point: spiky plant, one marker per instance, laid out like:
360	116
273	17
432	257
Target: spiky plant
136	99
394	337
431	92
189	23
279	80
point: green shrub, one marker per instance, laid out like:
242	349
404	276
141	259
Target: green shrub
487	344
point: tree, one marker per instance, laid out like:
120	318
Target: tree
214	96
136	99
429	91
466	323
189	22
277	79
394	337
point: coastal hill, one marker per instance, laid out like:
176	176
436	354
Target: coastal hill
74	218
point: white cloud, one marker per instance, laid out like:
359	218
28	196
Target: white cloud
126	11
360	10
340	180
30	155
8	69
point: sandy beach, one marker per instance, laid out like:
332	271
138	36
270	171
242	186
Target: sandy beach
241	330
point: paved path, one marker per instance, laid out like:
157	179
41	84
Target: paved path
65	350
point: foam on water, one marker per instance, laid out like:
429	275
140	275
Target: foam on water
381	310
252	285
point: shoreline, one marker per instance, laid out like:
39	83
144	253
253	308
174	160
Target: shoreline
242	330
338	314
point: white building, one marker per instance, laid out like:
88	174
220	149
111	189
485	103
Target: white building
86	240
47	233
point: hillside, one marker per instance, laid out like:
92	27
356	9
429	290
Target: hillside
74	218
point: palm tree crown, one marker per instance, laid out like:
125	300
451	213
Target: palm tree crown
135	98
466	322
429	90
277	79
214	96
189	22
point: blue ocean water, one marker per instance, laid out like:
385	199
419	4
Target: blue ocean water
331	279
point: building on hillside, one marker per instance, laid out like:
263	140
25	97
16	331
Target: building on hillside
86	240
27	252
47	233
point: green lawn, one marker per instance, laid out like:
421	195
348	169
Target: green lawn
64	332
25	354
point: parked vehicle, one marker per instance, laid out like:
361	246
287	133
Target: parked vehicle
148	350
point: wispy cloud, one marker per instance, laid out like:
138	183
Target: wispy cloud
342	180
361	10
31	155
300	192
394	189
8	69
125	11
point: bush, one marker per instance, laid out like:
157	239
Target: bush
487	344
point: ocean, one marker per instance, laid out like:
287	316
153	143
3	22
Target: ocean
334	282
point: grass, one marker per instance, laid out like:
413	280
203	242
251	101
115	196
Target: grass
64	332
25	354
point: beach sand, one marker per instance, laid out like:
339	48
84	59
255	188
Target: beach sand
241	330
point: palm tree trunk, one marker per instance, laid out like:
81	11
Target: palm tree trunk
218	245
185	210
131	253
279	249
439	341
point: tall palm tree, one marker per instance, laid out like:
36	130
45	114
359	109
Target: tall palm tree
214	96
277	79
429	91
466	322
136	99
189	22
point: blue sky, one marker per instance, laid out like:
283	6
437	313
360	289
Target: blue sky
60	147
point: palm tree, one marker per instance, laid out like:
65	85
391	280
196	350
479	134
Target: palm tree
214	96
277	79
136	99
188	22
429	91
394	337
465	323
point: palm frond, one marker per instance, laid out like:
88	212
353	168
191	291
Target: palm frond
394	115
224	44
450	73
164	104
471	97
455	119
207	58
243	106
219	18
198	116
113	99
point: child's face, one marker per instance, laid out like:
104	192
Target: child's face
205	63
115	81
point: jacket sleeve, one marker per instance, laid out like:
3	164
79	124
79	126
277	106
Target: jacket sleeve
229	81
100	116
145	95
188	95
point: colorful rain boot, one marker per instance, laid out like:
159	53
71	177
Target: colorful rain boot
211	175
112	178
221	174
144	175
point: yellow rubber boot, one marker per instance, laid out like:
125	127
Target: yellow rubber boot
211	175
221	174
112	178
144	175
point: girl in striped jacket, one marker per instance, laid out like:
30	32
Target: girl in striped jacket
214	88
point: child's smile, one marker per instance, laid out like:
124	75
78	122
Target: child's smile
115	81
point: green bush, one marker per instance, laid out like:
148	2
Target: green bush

● ● ● ● ●

# Exercise aim
Every line from the start of the listing through the line with "point: green lawn, one" should be reproduced exactly, and no other line.

# Exercise solution
point: spiky plant, one marker per instance, laid out like:
360	116
273	17
432	257
Target: spiky plant
136	99
394	337
431	92
189	23
279	80
point: green shrub, one marker per instance, laid out like:
242	349
404	276
141	259
Target: green shrub
487	344
point: tree, one marker per instance, laid out like:
120	318
Target: tree
214	96
136	99
429	91
466	323
189	22
277	79
394	337
point: coastal hill, one marker per instance, laid out like:
176	176
436	354
Target: coastal hill
74	218
point: white cloud, one marker per instance, laid out like:
359	218
28	196
Target: white cloud
126	11
360	10
340	180
30	155
8	69
point: sandy beach, one marker per instance, laid out like:
332	271
138	36
270	171
242	186
Target: sandy beach
241	330
point: paved path, one marker per instance, laid out like:
157	179
41	84
Target: paved path
65	350
point: foam on water, one marker per instance, laid out like:
429	275
140	275
Target: foam on water
381	310
252	285
point: shoreline, one marker per instance, laid out like:
39	83
144	253
253	308
174	160
Target: shoreline
242	330
338	314
point: white building, one marker per instance, laid out like:
88	174
220	149
111	189
485	103
Target: white building
86	240
47	233
point: hillside, one marker per instance, laid out like:
92	27
356	9
429	290
Target: hillside
74	218
point: palm tree crown, one marker per instance, laid out like:
125	300
451	213
Target: palm tree crown
135	98
466	322
429	90
277	79
214	96
189	22
point: blue ocean water, one marker per instance, laid out like:
385	199
419	4
Target: blue ocean water
331	279
point: building on hillside, one marker per instance, laid out like:
263	140
25	97
16	331
Target: building on hillside
86	240
27	252
47	233
point: green lawn, one marker per instance, laid out like:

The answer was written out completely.